What needs to be done
From the article on the pickup truck recovered from Middle Pond, quote the stretch from "After divers determined" through "pulled it out.".

Excerpted passage

------------------------------------------------

Interstate Towing, using its 60-ton recovery truck, pulled the Dodge Ram 1500 up the launch at the Middle Pond Boat Ramp on May 18. The truck was recovered after being underwater for 117 days. It was driven on the ice and crashed through on Jan. 22. The driver and his dog were uninjured.
Reminder Publishing photo by Cliff Clark


SOUTHWICK — For 117 days, a 2011 Dodge Ram 1500 pickup truck that was driven on the ice of the Middle Pond in late January, crashed through and submerged in over 25 feet of water, was recovered on May 18 by members of the Western Massachusetts Regional Dive Team.

“It was a coordinated effort,” said Richard Grannells, the chair of the town’s Lake Management Committee, who stood with over 100 people for over four and half hours watching as the members of the dive team worked to recover the truck.

Grannells was surprised at where the truck was found. A security camera recorded the truck, whose driver’s name has not been made public and who not present on May 18, according to acquaintances, as it crashed through the ice. It was found about 200 yards from where it was thought to be submerged.

He said it must have floated to where it was found in the minutes after it went through the ice. It stopped with all four wheels on the bottom of the pond, right side up, he said.

After divers determined the location, they went under and attached two flotation bags to the truck.

Those who were watching thought that the truck would surface, but it didn’t.

Even one of the members of the regional dive team said they were expecting the truck to surface, but it was raised a few feet from the bottom and floated to the Middle Pond Boat Ramp launch, where it was driven in on Jan. 22.

Waiting at the launch was Interstate Towing’s 60-ton recovery truck.

As the truck got closer to the dock, a diver attached a thickly braided steel cable to the truck’s hitch and slowly pulled it out.

Just as the blue truck’s cabin broke through the surface over five nip bottles popped to the surface and floated away.

The truck was intact, but its windows had been broken out by the divers to attach the flotation bags.

The cost of the recovery effort was covered by the driver’s insurance, said Police Chief Rhett Bannish.

The driver went to the police station on Jan. 24 to report the incident.

Bannish said at the time the state Department of Environmental Protection and the Massachusetts Environmental Police were notified and that the MEP would conduct the investigation into the incident.

------------------------------------------------

Text-to-region grounding data
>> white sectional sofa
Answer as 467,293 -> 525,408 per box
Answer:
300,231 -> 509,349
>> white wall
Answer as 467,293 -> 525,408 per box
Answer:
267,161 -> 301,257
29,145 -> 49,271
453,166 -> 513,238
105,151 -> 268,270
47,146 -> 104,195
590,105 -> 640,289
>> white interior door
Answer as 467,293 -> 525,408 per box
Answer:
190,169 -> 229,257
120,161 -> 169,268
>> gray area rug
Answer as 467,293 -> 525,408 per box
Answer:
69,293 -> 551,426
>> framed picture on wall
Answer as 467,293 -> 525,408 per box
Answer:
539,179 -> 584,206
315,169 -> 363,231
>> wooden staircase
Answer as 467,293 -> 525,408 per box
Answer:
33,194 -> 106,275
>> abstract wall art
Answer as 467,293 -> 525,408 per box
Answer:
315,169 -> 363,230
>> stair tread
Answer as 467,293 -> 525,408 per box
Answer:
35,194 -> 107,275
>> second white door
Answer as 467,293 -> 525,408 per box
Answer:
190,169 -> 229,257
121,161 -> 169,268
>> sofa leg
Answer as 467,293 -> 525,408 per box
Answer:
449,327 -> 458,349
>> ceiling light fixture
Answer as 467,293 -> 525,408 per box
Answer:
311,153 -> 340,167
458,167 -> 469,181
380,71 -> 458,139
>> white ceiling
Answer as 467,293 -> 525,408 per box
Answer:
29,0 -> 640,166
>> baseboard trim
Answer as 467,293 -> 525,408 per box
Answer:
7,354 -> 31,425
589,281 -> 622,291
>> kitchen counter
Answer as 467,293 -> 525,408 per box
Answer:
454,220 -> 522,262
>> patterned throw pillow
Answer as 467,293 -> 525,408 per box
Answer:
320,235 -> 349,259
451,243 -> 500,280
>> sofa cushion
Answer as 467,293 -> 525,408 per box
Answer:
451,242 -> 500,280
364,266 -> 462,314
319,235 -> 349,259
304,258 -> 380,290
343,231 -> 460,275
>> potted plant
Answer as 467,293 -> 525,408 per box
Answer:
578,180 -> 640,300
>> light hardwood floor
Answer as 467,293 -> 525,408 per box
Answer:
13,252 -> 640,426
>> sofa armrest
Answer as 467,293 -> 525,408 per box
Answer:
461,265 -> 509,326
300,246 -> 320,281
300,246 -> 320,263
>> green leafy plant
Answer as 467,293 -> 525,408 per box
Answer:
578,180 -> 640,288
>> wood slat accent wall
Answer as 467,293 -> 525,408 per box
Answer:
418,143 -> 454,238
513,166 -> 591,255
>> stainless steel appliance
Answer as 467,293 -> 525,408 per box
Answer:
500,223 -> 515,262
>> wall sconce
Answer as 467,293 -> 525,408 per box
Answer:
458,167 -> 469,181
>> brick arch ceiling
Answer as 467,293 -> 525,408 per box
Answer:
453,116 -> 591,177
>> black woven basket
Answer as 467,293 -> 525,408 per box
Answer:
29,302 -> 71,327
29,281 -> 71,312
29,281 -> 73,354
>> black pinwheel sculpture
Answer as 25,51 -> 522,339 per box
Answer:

------------------------------------------------

Solution for this problem
After divers determined the location, they went under and attached two flotation bags to the truck.

Those who were watching thought that the truck would surface, but it didn’t.

Even one of the members of the regional dive team said they were expecting the truck to surface, but it was raised a few feet from the bottom and floated to the Middle Pond Boat Ramp launch, where it was driven in on Jan. 22.

Waiting at the launch was Interstate Towing’s 60-ton recovery truck.

As the truck got closer to the dock, a diver attached a thickly braided steel cable to the truck’s hitch and slowly pulled it out.